TEXT PROVIDED ::
**********

I highlight the prospects for further growth of the advertising market in streaming. Among the US population, aged 18 to 49, streaming accounted for 45% of TV viewing time in Q4 (40% a year earlier). However, ad spending on streaming accounts for only 18% of the total TV ad budget. I believe that this gap will close in the coming years.
I also underscore that Roku shows good numbers in terms of growth and retention of advertisers. In 2021, the number of advertisers on the service (adjusted for political ads) increased 20% YoY. 95% of advertisers (with advertising budgets over $1 million) stayed with the company in 2021.
The disappointing forecast
Investors were disappointed with the forecast for 1Q and 2022. The 1Q revenue is expected to be $720 million (+25% YoY, 5% below consensus). The management expects a gross profit of $360 million (50% margin). Adjusted EBITDA is expected at $55 million (8% margin), better than Q4 (4%) but worse than a year earlier (15%). Net loss is expected to be $30 million. The company expects supply chain issues to continue to weigh on the company’s performance in Q1. Total revenue growth for 2022 is expected to be around 35%. Management also expects costs to rise (hiring, salary increases, and investment in the Roku original content).
Valuation
In my valuation, I use the DCF model since the valuation by multiples, in this case, is very sensitive to the choice of the multiplier value and the expected revenue in the coming years. I expect total revenue to grow with a CAGR of 18% to 11.8 billion by the end of 2030. I expect the total adjusted margin to be 33% in 2030. I forecasted a 4% revenue CAGR and 0% gross margin in the terminal period for the Roku Player segment. I expect a revenue CAGR of 19% and a gross margin of 64% for the Roku Platform segment. In my model, I used a WACC of 10% and a terminal growth rate of 3%. With these inputs, my DCF model target price is $187 (December 2022 timeframe). That represents a 69% upside at the time of this writing. In my valuation, I used a TGR of 3%. I think that is quite conservative. If I use the growth rate of 4% in the terminal period, the target price will be $209. 4% can be broken down into 1% user growth and 3% revenue growth per user (ARPU). However, I lean more towards the $187 valuation.

**********

(Items in a dataset)

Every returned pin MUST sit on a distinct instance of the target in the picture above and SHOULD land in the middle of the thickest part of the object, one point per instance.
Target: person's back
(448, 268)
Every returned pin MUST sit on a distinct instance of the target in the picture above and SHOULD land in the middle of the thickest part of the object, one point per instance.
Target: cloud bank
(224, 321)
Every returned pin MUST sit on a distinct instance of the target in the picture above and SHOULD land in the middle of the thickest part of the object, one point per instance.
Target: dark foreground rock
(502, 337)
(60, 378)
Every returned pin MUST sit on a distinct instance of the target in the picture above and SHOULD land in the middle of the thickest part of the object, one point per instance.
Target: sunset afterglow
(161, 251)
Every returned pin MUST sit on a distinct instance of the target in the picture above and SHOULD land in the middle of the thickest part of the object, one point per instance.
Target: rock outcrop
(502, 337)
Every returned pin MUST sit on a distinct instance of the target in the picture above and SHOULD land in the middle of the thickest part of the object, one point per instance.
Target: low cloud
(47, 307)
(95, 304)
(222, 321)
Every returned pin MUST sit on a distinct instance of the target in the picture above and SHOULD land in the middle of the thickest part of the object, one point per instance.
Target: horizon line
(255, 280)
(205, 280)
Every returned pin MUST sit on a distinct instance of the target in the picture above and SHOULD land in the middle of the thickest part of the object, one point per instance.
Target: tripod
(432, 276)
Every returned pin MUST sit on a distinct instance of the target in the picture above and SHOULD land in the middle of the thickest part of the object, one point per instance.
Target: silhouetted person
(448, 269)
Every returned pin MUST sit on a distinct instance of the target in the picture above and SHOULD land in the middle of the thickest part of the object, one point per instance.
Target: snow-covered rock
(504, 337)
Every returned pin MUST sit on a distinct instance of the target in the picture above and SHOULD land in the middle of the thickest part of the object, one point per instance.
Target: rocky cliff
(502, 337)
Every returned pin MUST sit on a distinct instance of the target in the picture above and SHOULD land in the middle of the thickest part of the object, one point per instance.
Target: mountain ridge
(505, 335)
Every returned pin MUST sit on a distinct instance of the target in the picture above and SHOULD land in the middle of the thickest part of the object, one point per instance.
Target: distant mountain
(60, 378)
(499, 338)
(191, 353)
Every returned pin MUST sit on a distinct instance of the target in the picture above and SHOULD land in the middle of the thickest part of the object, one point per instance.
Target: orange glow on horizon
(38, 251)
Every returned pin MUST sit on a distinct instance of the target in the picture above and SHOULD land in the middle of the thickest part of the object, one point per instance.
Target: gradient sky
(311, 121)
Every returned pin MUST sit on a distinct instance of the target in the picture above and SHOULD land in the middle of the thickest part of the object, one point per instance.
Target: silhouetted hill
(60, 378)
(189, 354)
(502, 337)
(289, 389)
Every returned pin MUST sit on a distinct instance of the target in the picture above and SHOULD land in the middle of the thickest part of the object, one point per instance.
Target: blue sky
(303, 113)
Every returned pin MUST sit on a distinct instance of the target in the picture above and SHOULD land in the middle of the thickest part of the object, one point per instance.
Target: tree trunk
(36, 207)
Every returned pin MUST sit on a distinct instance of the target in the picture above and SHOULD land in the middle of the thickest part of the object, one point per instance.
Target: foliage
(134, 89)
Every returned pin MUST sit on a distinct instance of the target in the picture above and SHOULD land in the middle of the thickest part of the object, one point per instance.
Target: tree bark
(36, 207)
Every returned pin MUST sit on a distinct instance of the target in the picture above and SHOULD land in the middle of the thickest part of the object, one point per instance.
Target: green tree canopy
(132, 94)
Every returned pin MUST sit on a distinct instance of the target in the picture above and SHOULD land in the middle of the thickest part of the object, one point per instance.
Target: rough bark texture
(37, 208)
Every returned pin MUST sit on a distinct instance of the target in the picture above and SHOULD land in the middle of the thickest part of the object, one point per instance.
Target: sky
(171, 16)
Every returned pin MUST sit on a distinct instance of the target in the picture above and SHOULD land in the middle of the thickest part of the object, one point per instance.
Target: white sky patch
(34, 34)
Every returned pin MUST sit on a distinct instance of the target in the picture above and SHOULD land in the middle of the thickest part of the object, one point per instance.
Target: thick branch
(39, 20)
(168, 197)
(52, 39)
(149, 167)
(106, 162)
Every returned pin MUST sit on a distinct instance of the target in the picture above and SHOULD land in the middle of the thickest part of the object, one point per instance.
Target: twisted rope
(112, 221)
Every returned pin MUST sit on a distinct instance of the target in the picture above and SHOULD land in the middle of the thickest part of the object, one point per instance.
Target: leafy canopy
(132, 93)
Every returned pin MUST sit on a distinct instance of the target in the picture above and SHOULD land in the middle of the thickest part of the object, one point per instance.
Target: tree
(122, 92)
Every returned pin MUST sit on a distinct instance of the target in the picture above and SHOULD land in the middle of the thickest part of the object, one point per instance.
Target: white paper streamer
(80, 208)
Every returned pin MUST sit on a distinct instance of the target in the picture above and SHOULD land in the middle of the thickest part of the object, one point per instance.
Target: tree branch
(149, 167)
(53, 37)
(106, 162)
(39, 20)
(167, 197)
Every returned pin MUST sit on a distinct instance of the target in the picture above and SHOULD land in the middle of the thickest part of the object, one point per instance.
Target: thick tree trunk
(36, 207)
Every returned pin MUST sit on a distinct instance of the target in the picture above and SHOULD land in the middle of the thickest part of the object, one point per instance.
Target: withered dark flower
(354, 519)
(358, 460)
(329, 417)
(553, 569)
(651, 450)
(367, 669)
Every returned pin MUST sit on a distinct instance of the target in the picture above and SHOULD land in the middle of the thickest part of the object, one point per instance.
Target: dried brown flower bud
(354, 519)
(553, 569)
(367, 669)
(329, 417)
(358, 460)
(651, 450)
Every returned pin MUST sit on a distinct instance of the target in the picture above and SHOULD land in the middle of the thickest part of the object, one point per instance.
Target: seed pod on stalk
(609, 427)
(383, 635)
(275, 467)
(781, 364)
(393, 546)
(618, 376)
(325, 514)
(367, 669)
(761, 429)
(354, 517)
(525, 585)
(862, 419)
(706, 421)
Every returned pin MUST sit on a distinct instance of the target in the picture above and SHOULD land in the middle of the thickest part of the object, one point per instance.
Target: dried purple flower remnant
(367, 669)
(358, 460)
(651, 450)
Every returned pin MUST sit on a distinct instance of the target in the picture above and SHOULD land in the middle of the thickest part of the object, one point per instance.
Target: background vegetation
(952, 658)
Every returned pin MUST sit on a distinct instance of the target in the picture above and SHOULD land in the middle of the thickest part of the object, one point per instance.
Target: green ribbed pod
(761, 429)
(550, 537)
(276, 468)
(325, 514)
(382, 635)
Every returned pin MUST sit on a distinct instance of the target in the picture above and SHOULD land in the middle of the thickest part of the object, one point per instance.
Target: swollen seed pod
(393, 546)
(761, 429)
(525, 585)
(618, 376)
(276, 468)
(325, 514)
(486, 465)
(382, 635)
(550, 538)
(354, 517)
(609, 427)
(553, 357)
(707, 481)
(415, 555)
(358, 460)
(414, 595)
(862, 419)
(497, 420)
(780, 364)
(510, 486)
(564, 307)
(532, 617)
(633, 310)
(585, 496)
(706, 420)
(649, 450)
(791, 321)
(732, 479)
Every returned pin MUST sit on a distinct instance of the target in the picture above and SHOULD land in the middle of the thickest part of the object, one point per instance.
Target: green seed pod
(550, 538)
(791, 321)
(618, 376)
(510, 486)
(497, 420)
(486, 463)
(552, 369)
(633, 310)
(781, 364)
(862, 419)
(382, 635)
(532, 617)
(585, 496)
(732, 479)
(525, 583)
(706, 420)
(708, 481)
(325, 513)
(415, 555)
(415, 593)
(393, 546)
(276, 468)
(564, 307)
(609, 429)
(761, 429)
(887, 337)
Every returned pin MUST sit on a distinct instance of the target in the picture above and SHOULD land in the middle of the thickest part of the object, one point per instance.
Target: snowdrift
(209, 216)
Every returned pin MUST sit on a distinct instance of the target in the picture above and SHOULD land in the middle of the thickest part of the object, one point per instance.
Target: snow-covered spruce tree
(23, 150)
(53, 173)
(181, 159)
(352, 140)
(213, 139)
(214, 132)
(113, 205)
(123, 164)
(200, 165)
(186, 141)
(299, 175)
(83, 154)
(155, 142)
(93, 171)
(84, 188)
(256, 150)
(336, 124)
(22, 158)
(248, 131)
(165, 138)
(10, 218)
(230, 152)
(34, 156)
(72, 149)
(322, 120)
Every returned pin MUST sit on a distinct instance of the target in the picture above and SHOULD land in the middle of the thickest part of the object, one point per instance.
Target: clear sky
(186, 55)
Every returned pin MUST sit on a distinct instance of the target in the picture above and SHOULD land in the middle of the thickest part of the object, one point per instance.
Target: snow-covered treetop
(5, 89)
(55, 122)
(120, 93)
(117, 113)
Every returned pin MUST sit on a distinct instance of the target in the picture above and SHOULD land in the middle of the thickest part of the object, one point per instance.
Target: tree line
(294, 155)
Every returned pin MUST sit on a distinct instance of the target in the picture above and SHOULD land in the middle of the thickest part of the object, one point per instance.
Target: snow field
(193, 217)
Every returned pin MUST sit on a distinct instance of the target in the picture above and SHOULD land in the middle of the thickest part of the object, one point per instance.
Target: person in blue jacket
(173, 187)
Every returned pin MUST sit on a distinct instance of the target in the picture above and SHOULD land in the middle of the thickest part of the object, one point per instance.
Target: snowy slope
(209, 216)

**********

STUDY QUESTIONS ::
1. In the piece on Roku, what target price does the author's DCF model give?
2. Write what comes next in the piece on Roku.
You can ignore the lines.

ANSWERS ::
1. $187, for the December 2022 timeframe.

2.
Risks and final thoughts
Despite a decent upside, I will note that it suggests a scenario in which the company will retain its leadership position in the US among smart TV operating systems and in terms of sales of smart TV boxes. However, the competition in the smart TV segment is growing. Amazon (AMZN), Alphabet (GOOGL), and Apple (AAPL) have big ambitions in this area. However, there is no evidence yet that Roku is starting to lose the competition. The appearance of such facts in the future may lead to my reassessment of the company’s investment case. But at the moment, the ratio of potential return/risk looks attractive to start building a position. Since supply chain problems may weigh on the company’s business for several more quarters, I plan to open only half of the positions in the coming days. An additional risk for the shares is the high concentration (about 4% of Roku’s shares outstanding) of the ARK family funds in the company’s shares. If the funds start selling shares, it will put additional pressure on Roku’s shares.